## Tasks to perform
a) Answer these from the Covid-19 report:
(i) How many new infections were reported nationally today?
(ii) What organization is Dion O'Neale from?
(iii) What booster rate does Capital and Coast DHB have?
b) Reproduce the Covid-19 report from "A Covid-19 modeller" up to and including "situation in Auckland.".

======== Selected passage ========

A Covid-19 modeller says the size of an expected increase in cases over winter will depend on people's behaviour, waning immunity and the possible emergence of new variants.
Nationally cases are continuing their downward trend, with 8531 new infections reported today, nearly 1400 fewer than yesterday.
Dion O'Neale, from Te Punaha Matatini, said that people's immunity from vaccination and infection will be waning over the next few months.
"Both of those will be waning at about the same speed and as we move into winter that's going to be around when that immunity is lower combined with that seasonal effect so we'd expect to see case numbers to be going up then."
O'Neale said he expects cases to settle at about 1000 per day per million people for now, which almost reflects the situation in Auckland.
Auckland had 1456 infections announced today, but Canterbury was only 113 behind, with 1343 cases.
"Around one and a half thousand cases a day is where we expect us [Auckland] to plateau at the moment whereas Canterbury [is] close to that peak at the moment and over time we will expect to see them drop down to something that probably looks at a per capita similar daily case rate to what Auckland's got at the moment eventually."
Six hundred and thirty five people are in hospital and 18 are in intensive care or a high dependency unit.
Another 11 people have died, taking the total number during the outbreak to 477.
Capital and Coast DHB is still the most vaccinated region of the country with a booster rate of 81 percent.

======== Dataset content ========

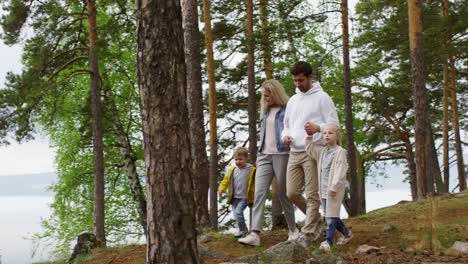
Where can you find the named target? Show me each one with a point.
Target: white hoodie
(316, 106)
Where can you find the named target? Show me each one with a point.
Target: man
(306, 112)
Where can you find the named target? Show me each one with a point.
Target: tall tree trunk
(212, 109)
(349, 112)
(96, 109)
(128, 156)
(162, 85)
(195, 106)
(252, 100)
(456, 128)
(268, 66)
(445, 126)
(419, 95)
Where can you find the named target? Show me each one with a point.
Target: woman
(272, 160)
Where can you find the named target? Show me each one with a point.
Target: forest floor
(422, 232)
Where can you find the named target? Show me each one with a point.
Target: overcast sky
(27, 158)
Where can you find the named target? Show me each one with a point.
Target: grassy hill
(418, 232)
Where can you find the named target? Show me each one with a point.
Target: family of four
(299, 145)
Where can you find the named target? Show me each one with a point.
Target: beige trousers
(302, 176)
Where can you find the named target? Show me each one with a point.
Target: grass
(423, 231)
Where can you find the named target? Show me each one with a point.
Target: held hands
(287, 140)
(311, 128)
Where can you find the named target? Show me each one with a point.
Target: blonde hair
(241, 151)
(277, 93)
(337, 130)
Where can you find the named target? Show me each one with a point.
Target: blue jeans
(238, 207)
(333, 224)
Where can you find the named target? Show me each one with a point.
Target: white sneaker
(304, 240)
(252, 239)
(293, 235)
(240, 233)
(344, 239)
(325, 246)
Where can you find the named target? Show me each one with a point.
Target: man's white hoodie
(316, 106)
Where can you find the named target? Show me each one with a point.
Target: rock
(287, 251)
(85, 242)
(284, 252)
(366, 249)
(204, 251)
(460, 246)
(388, 228)
(204, 238)
(325, 259)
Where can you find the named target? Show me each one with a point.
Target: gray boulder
(460, 246)
(366, 249)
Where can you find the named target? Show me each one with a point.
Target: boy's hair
(337, 130)
(301, 67)
(241, 151)
(277, 93)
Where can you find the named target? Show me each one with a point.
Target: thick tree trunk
(195, 106)
(267, 64)
(349, 113)
(96, 110)
(252, 100)
(456, 129)
(419, 95)
(212, 109)
(128, 156)
(162, 85)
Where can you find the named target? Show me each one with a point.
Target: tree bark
(349, 113)
(128, 156)
(162, 86)
(251, 100)
(419, 95)
(456, 128)
(96, 109)
(212, 109)
(195, 106)
(268, 66)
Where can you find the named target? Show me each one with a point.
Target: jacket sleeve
(328, 112)
(313, 149)
(252, 187)
(286, 131)
(225, 182)
(340, 171)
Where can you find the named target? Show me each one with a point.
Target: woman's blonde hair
(277, 93)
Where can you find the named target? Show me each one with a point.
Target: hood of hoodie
(315, 89)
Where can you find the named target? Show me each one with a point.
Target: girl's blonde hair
(277, 93)
(337, 130)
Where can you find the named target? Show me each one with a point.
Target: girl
(332, 168)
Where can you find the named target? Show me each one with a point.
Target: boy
(240, 183)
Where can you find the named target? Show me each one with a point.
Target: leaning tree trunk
(96, 110)
(252, 100)
(419, 95)
(195, 106)
(349, 113)
(162, 86)
(212, 109)
(456, 129)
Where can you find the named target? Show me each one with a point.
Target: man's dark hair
(301, 67)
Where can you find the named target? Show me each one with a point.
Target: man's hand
(311, 128)
(287, 140)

========

## Answers for this exercise
a)
(i) 8531
(ii) Te Punaha Matatini
(iii) 81 percent

b)
A Covid-19 modeller says the size of an expected increase in cases over winter will depend on people's behaviour, waning immunity and the possible emergence of new variants.
Nationally cases are continuing their downward trend, with 8531 new infections reported today, nearly 1400 fewer than yesterday.
Dion O'Neale, from Te Punaha Matatini, said that people's immunity from vaccination and infection will be waning over the next few months.
"Both of those will be waning at about the same speed and as we move into winter that's going to be around when that immunity is lower combined with that seasonal effect so we'd expect to see case numbers to be going up then."
O'Neale said he expects cases to settle at about 1000 per day per million people for now, which almost reflects the situation in Auckland.